DIRECTIONS = Each of the records below must be reproduced verbatim.

ENTRIES PROVIDED =
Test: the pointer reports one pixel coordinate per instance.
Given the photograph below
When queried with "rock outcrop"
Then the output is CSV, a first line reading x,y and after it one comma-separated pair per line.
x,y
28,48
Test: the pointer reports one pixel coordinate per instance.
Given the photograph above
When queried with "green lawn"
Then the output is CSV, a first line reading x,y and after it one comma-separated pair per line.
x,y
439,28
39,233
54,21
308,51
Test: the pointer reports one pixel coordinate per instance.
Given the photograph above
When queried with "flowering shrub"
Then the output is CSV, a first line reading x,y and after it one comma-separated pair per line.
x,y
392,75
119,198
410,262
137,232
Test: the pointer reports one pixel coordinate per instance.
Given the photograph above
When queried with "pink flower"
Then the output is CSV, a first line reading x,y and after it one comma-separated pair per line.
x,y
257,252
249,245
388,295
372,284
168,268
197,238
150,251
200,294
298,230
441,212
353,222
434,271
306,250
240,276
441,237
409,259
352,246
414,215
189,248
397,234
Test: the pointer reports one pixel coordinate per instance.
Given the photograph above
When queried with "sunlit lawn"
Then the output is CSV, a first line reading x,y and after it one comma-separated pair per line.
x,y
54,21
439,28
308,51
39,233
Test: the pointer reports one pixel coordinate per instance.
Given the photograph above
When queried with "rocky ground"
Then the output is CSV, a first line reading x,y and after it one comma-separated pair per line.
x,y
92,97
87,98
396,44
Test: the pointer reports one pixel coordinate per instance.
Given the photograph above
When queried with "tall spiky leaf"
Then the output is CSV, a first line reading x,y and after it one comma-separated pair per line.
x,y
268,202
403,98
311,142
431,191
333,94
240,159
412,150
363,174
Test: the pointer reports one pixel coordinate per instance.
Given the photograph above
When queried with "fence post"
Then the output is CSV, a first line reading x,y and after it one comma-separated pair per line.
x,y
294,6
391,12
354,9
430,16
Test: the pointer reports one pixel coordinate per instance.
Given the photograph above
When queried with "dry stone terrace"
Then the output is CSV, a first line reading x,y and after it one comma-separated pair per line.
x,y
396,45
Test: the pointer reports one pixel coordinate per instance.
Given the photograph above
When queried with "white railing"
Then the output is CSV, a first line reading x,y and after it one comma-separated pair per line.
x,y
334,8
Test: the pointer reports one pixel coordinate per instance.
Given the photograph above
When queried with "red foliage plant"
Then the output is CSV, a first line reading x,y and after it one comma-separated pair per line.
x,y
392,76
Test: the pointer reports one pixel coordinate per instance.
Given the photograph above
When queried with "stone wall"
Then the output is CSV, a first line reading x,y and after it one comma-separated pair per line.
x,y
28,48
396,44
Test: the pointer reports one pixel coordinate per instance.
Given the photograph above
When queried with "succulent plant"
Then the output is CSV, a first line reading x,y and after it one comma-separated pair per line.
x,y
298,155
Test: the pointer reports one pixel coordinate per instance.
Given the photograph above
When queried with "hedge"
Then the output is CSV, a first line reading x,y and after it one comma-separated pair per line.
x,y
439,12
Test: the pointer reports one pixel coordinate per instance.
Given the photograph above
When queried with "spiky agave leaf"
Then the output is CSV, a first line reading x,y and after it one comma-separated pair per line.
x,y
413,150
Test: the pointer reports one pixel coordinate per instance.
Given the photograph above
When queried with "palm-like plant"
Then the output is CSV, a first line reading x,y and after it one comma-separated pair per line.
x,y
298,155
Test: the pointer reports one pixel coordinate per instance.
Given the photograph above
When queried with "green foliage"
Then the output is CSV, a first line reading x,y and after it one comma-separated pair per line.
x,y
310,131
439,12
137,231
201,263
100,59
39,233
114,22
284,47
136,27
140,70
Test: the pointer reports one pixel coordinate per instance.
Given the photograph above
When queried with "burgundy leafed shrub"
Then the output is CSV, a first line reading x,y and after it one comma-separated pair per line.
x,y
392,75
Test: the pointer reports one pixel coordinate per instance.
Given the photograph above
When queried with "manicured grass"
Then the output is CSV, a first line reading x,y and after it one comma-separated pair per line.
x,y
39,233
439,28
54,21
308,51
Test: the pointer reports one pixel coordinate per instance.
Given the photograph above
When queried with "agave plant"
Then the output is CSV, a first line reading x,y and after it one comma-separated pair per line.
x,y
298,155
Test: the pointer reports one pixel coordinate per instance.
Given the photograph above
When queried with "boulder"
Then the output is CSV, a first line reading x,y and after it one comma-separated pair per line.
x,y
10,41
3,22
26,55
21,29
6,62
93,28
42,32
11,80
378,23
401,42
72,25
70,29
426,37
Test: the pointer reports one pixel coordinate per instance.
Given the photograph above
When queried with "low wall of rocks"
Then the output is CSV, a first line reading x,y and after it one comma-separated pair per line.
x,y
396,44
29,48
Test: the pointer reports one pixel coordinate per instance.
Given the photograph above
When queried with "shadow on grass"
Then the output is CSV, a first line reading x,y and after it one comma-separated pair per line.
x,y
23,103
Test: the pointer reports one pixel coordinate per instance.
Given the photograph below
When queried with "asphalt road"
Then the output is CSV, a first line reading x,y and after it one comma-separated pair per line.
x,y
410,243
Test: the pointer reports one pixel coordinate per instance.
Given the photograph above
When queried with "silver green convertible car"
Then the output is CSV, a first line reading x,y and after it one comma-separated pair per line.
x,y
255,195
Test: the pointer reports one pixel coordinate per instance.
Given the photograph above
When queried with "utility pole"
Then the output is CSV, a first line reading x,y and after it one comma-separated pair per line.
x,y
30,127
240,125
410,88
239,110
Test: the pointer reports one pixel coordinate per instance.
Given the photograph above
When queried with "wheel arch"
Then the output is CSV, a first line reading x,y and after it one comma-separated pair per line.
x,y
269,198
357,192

SOLUTION TO THIS EXERCISE =
Test: the pointer reports one pixel coordinate per instance.
Given the photograph below
When queried with "rock outcrop"
Then the output is CSV, a first line reading x,y and after it one comma-separated pair per line.
x,y
28,48
Test: the pointer reports one pixel coordinate per instance.
Given the photograph above
When queried with "green lawn"
Then the output is CSV, a first line reading x,y and after it one comma-separated pair per line.
x,y
439,28
39,233
54,21
308,51
Test: the pointer reports one pixel coordinate per instance.
Given the photograph above
When queried with "flowering shrub"
Then the output is CSV, a first line reading x,y and after it one comma-separated pair per line.
x,y
392,75
119,198
410,262
137,232
Test: the pointer reports one pixel coordinate per instance.
Given the photograph above
When queried with "pink flower"
Then the output is CSV, a first line reading x,y and after it one comma-separated pair per line.
x,y
257,252
249,245
388,295
372,284
168,268
197,238
150,251
200,294
298,230
441,212
353,222
434,271
306,250
240,276
441,237
409,259
352,246
414,215
189,248
397,234
Test: the pointer reports one pixel coordinate per instance.
Given the photograph above
When queried with "sunlit lawn"
Then the output is CSV, a first line reading x,y and after it one comma-separated pair per line.
x,y
54,21
439,28
308,51
39,233
Test: the pointer reports one pixel coordinate per instance.
Given the photograph above
When queried with "rocky ground"
Then the output is CSV, a first line reading x,y and after it one comma-separated pair per line.
x,y
92,97
87,98
396,44
Test: the pointer reports one pixel coordinate per instance.
Given the photograph above
When queried with "tall spiky leaf"
Then the output is CSV, a first line reading x,y and after it one comma-separated pair per line.
x,y
268,202
403,98
311,142
431,191
333,94
240,159
412,150
363,174
Test: the pointer reports one pixel coordinate per instance.
Given the photograph above
When queried with "fence post"
Then the output is CSV, a first line reading x,y and after it one comma-separated pair per line.
x,y
294,6
391,12
354,9
430,16
Test: the pointer reports one pixel coordinate per instance.
Given the photograph above
When queried with "dry stone terrace"
Then the output is CSV, a first line reading x,y and after it one comma-separated pair per line.
x,y
396,45
Test: the pointer reports one pixel coordinate per instance.
Given the photograph above
When queried with "white railing"
Then the output is CSV, a first line reading x,y and after it one comma-separated pair per line.
x,y
334,8
Test: the pointer reports one pixel coordinate per instance.
Given the photograph above
When queried with "red foliage plant"
Then the output is CSV, a first line reading x,y and after it one comma-separated pair per line.
x,y
392,76
Test: the pointer reports one pixel coordinate per instance.
Given the photograph above
When queried with "stone wall"
Then the output is CSV, a first line reading x,y and after it one comma-separated pair per line.
x,y
28,48
396,44
Test: the pointer reports one pixel coordinate per instance.
Given the photograph above
When queried with "succulent plant"
Then the output is CSV, a first line reading x,y and after it one comma-separated pair per line.
x,y
298,155
Test: the pointer reports one pixel coordinate per instance.
Given the photograph above
When queried with "hedge"
Then the output is CSV, a first line reading x,y and after it one comma-separated pair per line.
x,y
439,12
Test: the pointer reports one pixel coordinate per instance.
Given the photograph above
When queried with "spiky agave leaf"
Then the output is CSV, a first line reading x,y and after it one comma-separated pair per line.
x,y
413,150
Test: the pointer reports one pixel coordinate per instance.
Given the photograph above
When queried with "palm-like plant"
Then the output is CSV, a first line reading x,y and after it one comma-separated pair per line.
x,y
298,155
Test: the pointer reports one pixel coordinate per instance.
Given the photograph above
When queried with "green foliage"
Then the output is CSV, a first line reading x,y and after it one comma-separated pair per line.
x,y
310,131
439,12
137,231
201,263
100,59
39,233
114,22
284,47
136,27
140,70
Test: the pointer reports one pixel coordinate per instance.
Given the photograph above
When queried with "burgundy leafed shrub"
Then the output is CSV, a first line reading x,y and after it one comma-separated pair per line.
x,y
392,75
Test: the pointer reports one pixel coordinate per instance.
Given the photograph above
When queried with "manicured grass"
Then the output is CSV, a first line reading x,y and after it one comma-separated pair per line.
x,y
39,233
439,28
54,21
308,51
Test: the pointer reports one pixel coordinate per instance.
Given the photograph above
When queried with "agave plant"
Then the output is CSV, a first line reading x,y and after it one comma-separated pair per line.
x,y
298,155
Test: the pointer reports one pixel coordinate per instance.
Given the photograph above
When queried with "boulder"
Then the output is CSV, a first line reading x,y and after it one comma-separated pair per line.
x,y
10,41
3,22
26,55
21,29
6,62
93,28
42,32
11,80
378,23
401,42
72,25
70,29
426,37
Test: the pointer reports one pixel coordinate per instance.
Given the photograph above
When queried with "low wall of rocks"
Then the output is CSV, a first line reading x,y and after it one comma-separated pair per line.
x,y
396,44
29,48
Test: the pointer reports one pixel coordinate per instance.
Given the photograph above
When queried with "shadow on grass"
Then the output is CSV, a first line reading x,y and after it one comma-separated pair per line.
x,y
23,103
Test: the pointer reports one pixel coordinate per instance.
Given the photograph below
When queried with "asphalt road"
Then the output is CSV, a first line reading x,y and after it one comma-separated pair per line.
x,y
410,243
Test: the pointer reports one pixel coordinate per instance.
Given the photograph above
When queried with "silver green convertible car"
Then the output is CSV, a first line reading x,y and after it one comma-separated pair per line.
x,y
255,195
Test: the pointer reports one pixel coordinate per instance.
Given the photograph above
When queried with "utility pole"
Then the output is CSV, a first line reading x,y and after it one comma-separated pair per line.
x,y
30,127
240,125
410,88
239,110
Test: the pointer reports one pixel coordinate per instance.
Given the photograph above
When queried with "wheel arch"
Then the output is CSV, a first line reading x,y and after it one comma-separated pair per line.
x,y
269,198
357,192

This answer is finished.